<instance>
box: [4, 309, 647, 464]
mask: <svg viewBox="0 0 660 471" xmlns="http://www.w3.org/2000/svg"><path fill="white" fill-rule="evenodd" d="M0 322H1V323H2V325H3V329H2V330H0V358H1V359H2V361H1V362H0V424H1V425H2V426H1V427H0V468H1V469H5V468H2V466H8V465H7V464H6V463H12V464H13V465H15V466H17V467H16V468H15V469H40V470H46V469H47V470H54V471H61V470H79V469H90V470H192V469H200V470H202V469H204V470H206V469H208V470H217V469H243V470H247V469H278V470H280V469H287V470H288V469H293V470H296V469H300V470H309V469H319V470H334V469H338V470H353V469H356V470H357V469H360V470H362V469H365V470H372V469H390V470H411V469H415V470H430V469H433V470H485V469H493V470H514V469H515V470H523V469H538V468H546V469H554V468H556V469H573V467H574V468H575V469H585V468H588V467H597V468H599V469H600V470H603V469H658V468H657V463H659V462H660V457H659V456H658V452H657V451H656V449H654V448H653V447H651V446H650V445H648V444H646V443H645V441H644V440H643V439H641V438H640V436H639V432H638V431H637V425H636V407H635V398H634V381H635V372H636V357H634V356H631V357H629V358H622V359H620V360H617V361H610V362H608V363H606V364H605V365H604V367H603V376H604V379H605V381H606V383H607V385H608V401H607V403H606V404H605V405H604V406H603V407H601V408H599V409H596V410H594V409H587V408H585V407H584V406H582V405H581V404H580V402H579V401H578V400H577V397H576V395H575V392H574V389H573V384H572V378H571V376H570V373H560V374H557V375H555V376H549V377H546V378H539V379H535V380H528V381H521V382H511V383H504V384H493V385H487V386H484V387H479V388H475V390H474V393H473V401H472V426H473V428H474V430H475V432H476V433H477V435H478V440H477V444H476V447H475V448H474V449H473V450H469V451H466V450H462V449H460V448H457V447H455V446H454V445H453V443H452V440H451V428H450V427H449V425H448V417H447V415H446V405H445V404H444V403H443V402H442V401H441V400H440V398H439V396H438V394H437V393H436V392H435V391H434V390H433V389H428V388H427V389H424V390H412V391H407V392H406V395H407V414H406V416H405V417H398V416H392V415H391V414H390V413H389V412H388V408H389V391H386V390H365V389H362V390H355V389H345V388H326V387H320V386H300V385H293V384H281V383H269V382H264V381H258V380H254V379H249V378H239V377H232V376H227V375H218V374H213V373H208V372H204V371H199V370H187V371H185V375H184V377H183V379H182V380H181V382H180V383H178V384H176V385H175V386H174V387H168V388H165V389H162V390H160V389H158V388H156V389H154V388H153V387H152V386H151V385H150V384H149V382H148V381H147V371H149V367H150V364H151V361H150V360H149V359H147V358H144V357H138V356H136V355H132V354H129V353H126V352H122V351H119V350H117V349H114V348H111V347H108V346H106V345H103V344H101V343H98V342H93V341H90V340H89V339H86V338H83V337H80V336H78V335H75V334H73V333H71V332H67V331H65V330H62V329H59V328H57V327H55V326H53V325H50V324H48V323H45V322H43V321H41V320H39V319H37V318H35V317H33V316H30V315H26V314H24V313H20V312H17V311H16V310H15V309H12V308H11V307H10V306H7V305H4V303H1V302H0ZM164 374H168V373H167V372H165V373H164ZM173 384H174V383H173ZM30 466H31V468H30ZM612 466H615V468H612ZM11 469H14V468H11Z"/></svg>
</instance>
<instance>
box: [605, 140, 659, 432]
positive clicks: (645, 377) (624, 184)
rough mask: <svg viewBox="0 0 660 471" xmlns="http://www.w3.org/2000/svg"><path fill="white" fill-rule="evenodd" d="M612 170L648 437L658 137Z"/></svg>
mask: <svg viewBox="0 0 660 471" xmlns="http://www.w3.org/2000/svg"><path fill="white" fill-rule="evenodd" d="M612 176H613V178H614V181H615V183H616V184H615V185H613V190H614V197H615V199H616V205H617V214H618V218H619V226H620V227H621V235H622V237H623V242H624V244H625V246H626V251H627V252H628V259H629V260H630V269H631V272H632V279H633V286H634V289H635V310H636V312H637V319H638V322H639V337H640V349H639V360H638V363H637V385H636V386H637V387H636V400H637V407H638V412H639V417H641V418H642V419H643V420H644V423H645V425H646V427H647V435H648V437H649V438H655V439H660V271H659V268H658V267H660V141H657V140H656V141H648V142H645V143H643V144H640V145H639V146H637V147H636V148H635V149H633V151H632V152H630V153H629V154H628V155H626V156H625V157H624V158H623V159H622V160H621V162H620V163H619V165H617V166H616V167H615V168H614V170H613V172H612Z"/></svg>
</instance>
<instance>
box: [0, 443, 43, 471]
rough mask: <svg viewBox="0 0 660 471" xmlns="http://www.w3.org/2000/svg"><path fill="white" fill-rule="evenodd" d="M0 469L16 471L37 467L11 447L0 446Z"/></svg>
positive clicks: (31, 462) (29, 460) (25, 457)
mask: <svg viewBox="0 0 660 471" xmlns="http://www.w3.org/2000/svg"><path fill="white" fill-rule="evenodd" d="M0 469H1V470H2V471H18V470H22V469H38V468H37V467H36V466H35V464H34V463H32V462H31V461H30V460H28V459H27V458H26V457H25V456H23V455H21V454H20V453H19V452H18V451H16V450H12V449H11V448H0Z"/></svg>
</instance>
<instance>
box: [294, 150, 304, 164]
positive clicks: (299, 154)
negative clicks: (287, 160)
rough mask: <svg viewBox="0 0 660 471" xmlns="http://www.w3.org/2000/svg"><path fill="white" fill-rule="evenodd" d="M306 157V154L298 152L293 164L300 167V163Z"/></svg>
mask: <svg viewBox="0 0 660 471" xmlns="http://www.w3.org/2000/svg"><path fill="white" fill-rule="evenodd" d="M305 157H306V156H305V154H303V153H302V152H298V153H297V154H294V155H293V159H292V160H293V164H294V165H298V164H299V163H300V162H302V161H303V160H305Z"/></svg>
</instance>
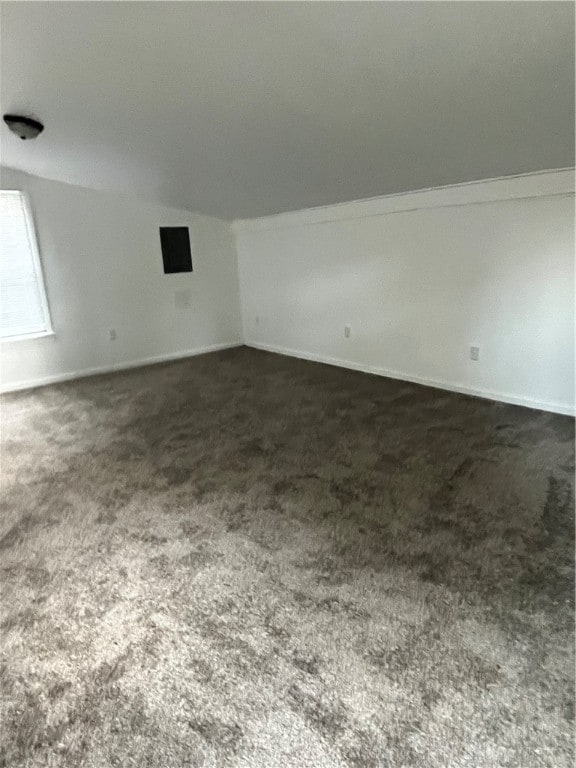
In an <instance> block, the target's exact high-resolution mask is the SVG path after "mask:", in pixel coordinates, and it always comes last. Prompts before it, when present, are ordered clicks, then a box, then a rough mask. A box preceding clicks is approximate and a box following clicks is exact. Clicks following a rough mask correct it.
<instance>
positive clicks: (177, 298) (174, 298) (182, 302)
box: [174, 288, 192, 309]
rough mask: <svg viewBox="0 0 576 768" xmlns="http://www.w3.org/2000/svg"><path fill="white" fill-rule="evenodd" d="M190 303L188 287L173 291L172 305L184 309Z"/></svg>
mask: <svg viewBox="0 0 576 768" xmlns="http://www.w3.org/2000/svg"><path fill="white" fill-rule="evenodd" d="M191 303H192V294H191V293H190V289H189V288H178V290H177V291H174V306H175V307H176V309H185V308H186V307H189V306H190V304H191Z"/></svg>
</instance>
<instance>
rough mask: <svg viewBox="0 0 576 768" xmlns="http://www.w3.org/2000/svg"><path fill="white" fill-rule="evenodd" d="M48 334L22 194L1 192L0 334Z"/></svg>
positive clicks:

------------------------------------------------------------

**Task item**.
Output the records verbatim without pictures.

**Output of the exercise**.
<instance>
box: [4, 309, 647, 464]
mask: <svg viewBox="0 0 660 471" xmlns="http://www.w3.org/2000/svg"><path fill="white" fill-rule="evenodd" d="M0 322H1V323H2V325H3V329H2V330H0V358H1V359H2V361H1V362H0V424H1V425H2V426H1V427H0V468H1V469H5V468H2V466H8V465H7V464H6V463H12V464H13V465H15V466H17V467H16V468H15V469H40V470H46V469H47V470H54V471H61V470H79V469H90V470H192V469H200V470H202V469H204V470H206V469H208V470H217V469H243V470H247V469H278V470H280V469H287V470H288V469H293V470H296V469H300V470H309V469H319V470H334V469H338V470H353V469H356V470H357V469H360V470H362V469H365V470H372V469H390V470H411V469H415V470H430V469H433V470H485V469H493V470H514V469H515V470H523V469H538V468H546V469H554V468H556V469H573V467H574V468H575V469H585V468H588V467H597V468H599V469H600V470H603V469H658V468H657V463H659V462H660V457H659V456H658V452H657V451H656V449H654V448H653V447H651V446H650V445H648V444H646V443H645V441H644V440H643V439H641V438H640V436H639V432H638V431H637V425H636V407H635V398H634V381H635V372H636V357H634V356H631V357H629V358H622V359H620V360H617V361H610V362H608V363H606V364H605V365H604V367H603V376H604V379H605V381H606V383H607V385H608V401H607V403H606V404H605V405H604V406H603V407H601V408H599V409H596V410H594V409H587V408H585V407H584V406H582V405H581V404H580V402H579V401H578V400H577V397H576V395H575V392H574V389H573V384H572V378H571V376H570V373H560V374H557V375H555V376H549V377H546V378H539V379H535V380H528V381H521V382H511V383H504V384H493V385H487V386H484V387H479V388H475V390H474V393H473V401H472V426H473V428H474V430H475V432H476V433H477V435H478V440H477V444H476V447H475V448H474V449H473V450H469V451H466V450H462V449H460V448H457V447H455V446H454V445H453V443H452V440H451V428H450V427H449V425H448V417H447V415H446V405H445V404H444V403H443V402H442V401H441V400H440V398H439V396H438V394H437V393H436V392H435V391H434V390H433V389H428V388H427V389H424V390H412V391H407V392H406V395H407V414H406V416H405V417H398V416H392V415H391V414H390V413H389V412H388V408H389V391H386V390H365V389H362V390H355V389H345V388H326V387H320V386H300V385H293V384H281V383H269V382H264V381H258V380H254V379H249V378H239V377H232V376H227V375H218V374H213V373H208V372H204V371H199V370H187V371H185V375H184V377H183V379H182V380H181V382H180V383H178V384H176V385H175V386H174V387H168V388H165V389H162V390H160V389H158V388H156V389H154V388H153V387H152V386H151V385H150V384H149V382H148V381H147V371H149V367H150V364H151V361H150V360H149V359H147V358H144V357H138V356H136V355H132V354H129V353H126V352H122V351H119V350H117V349H114V348H111V347H108V346H106V345H103V344H101V343H98V342H93V341H90V340H89V339H86V338H83V337H80V336H78V335H75V334H73V333H71V332H67V331H65V330H62V329H59V328H57V327H55V326H53V325H50V324H48V323H45V322H43V321H41V320H39V319H37V318H35V317H33V316H30V315H26V314H24V313H20V312H17V311H16V310H15V309H12V308H11V307H10V306H7V305H4V303H1V302H0ZM164 374H168V373H167V372H165V373H164ZM173 384H174V383H173ZM30 466H31V468H30ZM612 466H615V468H612ZM11 469H14V468H11Z"/></svg>
</instance>
<instance>
box: [605, 140, 659, 432]
positive clicks: (645, 377) (624, 184)
rough mask: <svg viewBox="0 0 660 471" xmlns="http://www.w3.org/2000/svg"><path fill="white" fill-rule="evenodd" d="M612 170L648 437L658 137Z"/></svg>
mask: <svg viewBox="0 0 660 471" xmlns="http://www.w3.org/2000/svg"><path fill="white" fill-rule="evenodd" d="M612 176H613V178H614V181H615V183H616V184H615V185H613V190H614V197H615V199H616V205H617V214H618V218H619V226H620V227H621V235H622V237H623V242H624V244H625V246H626V251H627V252H628V259H629V260H630V269H631V272H632V279H633V286H634V289H635V310H636V312H637V319H638V322H639V337H640V349H639V360H638V363H637V385H636V386H637V387H636V400H637V407H638V412H639V417H641V418H642V419H643V420H644V423H645V425H646V427H647V435H648V437H649V438H655V439H660V271H659V268H658V267H660V141H657V140H656V141H648V142H645V143H643V144H640V145H639V146H637V147H636V148H635V149H633V151H632V152H630V153H629V154H628V155H626V156H625V157H624V158H623V159H622V160H621V162H620V163H619V165H617V166H616V167H615V168H614V170H613V172H612Z"/></svg>
</instance>
<instance>
box: [0, 443, 43, 471]
rough mask: <svg viewBox="0 0 660 471" xmlns="http://www.w3.org/2000/svg"><path fill="white" fill-rule="evenodd" d="M0 469L16 471L37 467L11 447L0 446Z"/></svg>
positive clicks: (31, 462) (29, 460) (25, 457)
mask: <svg viewBox="0 0 660 471" xmlns="http://www.w3.org/2000/svg"><path fill="white" fill-rule="evenodd" d="M0 469H1V470H2V471H18V470H22V469H38V468H37V467H36V466H35V464H34V463H32V462H31V461H30V460H28V459H27V458H26V457H25V456H23V455H21V454H20V453H19V452H18V451H16V450H12V449H11V448H0Z"/></svg>
</instance>
<instance>
box: [294, 150, 304, 164]
positive clicks: (299, 154)
negative clicks: (287, 160)
rough mask: <svg viewBox="0 0 660 471" xmlns="http://www.w3.org/2000/svg"><path fill="white" fill-rule="evenodd" d="M306 157V154L298 152L293 164L300 167V163Z"/></svg>
mask: <svg viewBox="0 0 660 471" xmlns="http://www.w3.org/2000/svg"><path fill="white" fill-rule="evenodd" d="M305 157H306V156H305V154H303V153H302V152H298V153H297V154H294V155H293V159H292V160H293V164H294V165H298V164H299V163H300V162H302V161H303V160H305Z"/></svg>
</instance>
In an <instance> block, the target's exact high-resolution mask is the SVG path after "mask:", in pixel coordinates, and it always comes last. Prompts before it, when present, are ordered clicks, then a box, then a rough mask. A box preceding clicks is approximate and a box following clicks is exact. Clicks following a rough mask correct it.
<instance>
positive clicks: (177, 298) (174, 298) (182, 302)
box: [174, 288, 192, 309]
rough mask: <svg viewBox="0 0 576 768" xmlns="http://www.w3.org/2000/svg"><path fill="white" fill-rule="evenodd" d="M190 303L188 287L173 291L172 305L184 309Z"/></svg>
mask: <svg viewBox="0 0 576 768" xmlns="http://www.w3.org/2000/svg"><path fill="white" fill-rule="evenodd" d="M191 303H192V294H191V293H190V289H189V288H178V290H177V291H174V306H175V307H176V309H185V308H186V307H189V306H190V304H191Z"/></svg>
</instance>
<instance>
rough mask: <svg viewBox="0 0 576 768" xmlns="http://www.w3.org/2000/svg"><path fill="white" fill-rule="evenodd" d="M48 334L22 194L1 192L0 334Z"/></svg>
positive clicks:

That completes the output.